(Collected data)
###
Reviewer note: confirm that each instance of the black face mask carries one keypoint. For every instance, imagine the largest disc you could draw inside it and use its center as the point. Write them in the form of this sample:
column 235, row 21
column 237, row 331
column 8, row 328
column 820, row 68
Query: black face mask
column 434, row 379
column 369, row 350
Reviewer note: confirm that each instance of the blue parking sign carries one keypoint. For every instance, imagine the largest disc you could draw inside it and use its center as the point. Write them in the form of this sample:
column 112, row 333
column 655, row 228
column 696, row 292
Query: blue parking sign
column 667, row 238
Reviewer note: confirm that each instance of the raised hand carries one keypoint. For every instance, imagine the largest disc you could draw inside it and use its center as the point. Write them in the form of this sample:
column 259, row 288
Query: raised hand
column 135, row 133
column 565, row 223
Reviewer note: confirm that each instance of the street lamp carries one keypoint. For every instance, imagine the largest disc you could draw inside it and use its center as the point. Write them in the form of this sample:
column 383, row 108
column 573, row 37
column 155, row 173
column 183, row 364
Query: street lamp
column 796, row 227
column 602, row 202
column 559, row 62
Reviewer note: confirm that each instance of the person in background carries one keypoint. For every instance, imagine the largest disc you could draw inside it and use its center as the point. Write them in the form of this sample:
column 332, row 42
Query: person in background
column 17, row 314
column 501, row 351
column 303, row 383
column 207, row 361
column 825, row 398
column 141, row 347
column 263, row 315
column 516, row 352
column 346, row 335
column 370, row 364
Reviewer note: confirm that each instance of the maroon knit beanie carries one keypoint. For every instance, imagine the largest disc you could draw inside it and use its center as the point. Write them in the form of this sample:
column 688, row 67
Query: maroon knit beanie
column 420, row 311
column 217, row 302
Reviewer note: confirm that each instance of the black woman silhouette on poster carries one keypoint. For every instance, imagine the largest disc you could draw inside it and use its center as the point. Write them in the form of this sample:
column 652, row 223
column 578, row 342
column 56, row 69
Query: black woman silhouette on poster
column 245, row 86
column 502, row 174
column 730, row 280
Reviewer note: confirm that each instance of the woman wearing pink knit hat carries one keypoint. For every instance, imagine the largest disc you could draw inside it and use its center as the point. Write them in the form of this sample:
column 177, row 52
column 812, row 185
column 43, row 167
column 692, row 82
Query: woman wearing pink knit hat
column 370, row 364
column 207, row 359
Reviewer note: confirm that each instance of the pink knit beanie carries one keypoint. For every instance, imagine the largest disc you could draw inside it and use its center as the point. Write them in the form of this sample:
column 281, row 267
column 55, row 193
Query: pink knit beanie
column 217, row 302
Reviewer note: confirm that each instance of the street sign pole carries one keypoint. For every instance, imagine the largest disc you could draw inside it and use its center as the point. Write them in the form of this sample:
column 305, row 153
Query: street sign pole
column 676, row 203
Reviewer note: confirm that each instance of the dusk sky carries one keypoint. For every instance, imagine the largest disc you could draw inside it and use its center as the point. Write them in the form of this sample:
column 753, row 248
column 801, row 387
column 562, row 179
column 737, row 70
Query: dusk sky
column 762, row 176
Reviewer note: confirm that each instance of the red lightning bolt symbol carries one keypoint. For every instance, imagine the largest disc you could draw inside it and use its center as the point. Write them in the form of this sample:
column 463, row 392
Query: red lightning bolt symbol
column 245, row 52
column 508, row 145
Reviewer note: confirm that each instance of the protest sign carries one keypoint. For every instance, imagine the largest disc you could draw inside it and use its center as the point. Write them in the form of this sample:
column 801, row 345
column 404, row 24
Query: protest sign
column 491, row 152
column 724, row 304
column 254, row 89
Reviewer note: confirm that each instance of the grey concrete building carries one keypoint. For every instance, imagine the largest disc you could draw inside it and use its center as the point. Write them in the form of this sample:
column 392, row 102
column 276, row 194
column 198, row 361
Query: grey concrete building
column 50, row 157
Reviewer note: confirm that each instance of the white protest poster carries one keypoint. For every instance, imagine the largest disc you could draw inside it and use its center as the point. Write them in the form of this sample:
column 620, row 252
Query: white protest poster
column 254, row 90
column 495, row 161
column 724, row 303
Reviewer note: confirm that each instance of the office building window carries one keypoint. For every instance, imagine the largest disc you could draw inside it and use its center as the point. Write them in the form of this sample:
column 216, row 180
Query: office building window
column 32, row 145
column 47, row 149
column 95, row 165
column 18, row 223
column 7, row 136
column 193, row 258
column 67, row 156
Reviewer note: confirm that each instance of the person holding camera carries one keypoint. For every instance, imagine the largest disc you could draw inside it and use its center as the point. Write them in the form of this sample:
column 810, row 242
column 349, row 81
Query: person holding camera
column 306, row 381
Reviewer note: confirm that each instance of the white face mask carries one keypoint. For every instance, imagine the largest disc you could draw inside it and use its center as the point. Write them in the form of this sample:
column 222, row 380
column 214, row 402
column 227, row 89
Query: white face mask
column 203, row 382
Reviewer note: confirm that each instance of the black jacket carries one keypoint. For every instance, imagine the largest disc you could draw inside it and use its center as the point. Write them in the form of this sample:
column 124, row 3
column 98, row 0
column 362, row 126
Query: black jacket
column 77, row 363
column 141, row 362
###
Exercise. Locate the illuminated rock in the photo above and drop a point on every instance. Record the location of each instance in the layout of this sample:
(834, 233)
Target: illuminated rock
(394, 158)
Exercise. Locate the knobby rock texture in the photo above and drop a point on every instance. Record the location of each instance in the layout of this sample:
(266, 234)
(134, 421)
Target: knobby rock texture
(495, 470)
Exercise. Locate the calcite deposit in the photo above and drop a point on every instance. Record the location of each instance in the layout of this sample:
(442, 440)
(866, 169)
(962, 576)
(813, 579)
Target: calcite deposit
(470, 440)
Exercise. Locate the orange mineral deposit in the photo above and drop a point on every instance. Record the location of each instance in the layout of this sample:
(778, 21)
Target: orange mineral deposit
###
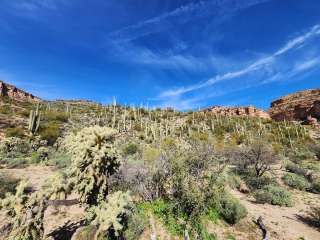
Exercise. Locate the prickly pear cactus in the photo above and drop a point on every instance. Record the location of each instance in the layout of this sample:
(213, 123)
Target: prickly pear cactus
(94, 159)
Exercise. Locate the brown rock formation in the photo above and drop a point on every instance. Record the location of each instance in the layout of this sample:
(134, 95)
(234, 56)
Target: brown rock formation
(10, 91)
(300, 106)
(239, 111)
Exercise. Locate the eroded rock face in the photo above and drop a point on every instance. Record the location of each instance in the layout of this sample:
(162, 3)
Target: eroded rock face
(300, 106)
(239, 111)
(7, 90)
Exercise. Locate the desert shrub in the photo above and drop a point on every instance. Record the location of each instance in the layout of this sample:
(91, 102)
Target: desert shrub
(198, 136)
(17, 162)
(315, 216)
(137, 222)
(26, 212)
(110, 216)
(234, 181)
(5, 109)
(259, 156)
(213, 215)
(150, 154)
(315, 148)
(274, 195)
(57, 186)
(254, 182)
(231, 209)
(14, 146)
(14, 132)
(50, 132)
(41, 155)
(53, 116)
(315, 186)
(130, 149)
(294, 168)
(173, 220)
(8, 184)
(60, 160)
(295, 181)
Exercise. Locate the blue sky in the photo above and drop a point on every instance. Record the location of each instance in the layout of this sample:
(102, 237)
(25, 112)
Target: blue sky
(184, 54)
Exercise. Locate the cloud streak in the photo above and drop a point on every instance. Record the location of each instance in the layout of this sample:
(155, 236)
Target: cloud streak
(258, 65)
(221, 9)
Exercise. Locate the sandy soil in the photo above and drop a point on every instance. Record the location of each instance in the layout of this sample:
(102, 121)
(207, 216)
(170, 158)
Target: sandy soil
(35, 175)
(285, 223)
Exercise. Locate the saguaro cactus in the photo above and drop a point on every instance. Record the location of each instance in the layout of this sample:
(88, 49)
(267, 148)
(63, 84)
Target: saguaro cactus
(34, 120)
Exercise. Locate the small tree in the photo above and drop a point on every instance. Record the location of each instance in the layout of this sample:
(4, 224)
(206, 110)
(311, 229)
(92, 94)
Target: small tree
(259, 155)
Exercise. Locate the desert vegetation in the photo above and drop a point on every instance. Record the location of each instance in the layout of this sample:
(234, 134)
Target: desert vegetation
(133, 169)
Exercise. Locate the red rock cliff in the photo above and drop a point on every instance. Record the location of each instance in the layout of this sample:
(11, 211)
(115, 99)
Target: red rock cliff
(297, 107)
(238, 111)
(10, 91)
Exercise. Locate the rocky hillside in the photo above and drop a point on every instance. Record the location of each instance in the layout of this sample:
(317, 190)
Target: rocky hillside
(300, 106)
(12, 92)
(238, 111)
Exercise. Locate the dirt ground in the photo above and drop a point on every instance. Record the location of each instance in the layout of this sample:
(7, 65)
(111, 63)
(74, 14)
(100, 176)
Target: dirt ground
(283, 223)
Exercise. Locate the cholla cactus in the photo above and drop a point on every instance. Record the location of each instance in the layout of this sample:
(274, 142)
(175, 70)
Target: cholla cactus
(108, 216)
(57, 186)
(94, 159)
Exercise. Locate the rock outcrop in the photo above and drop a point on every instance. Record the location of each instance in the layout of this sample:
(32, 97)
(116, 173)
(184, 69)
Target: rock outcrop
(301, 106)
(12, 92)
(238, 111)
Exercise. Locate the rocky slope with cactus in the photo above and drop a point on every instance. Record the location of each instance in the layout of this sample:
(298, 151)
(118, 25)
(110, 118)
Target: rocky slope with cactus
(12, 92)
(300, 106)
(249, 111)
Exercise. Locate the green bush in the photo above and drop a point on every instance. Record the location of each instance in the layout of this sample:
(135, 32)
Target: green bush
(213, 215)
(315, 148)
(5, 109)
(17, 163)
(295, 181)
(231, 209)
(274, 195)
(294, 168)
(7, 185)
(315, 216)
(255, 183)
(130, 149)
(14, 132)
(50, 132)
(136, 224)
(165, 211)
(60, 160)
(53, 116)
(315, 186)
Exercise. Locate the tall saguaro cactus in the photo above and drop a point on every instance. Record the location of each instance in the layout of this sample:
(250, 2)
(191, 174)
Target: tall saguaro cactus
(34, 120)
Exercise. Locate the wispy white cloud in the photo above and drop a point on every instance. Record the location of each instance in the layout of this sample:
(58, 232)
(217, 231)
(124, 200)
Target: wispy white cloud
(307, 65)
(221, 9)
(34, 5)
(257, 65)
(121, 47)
###
=== Aim of the exercise ===
Search the entries for the word "orange". Copy each line where it appears.

=== Result ===
Exercise. Locate the orange mineral deposit in the photo above and drop a point on every instance. Record the location of each instance in the layout of this sample:
Target: orange mineral deposit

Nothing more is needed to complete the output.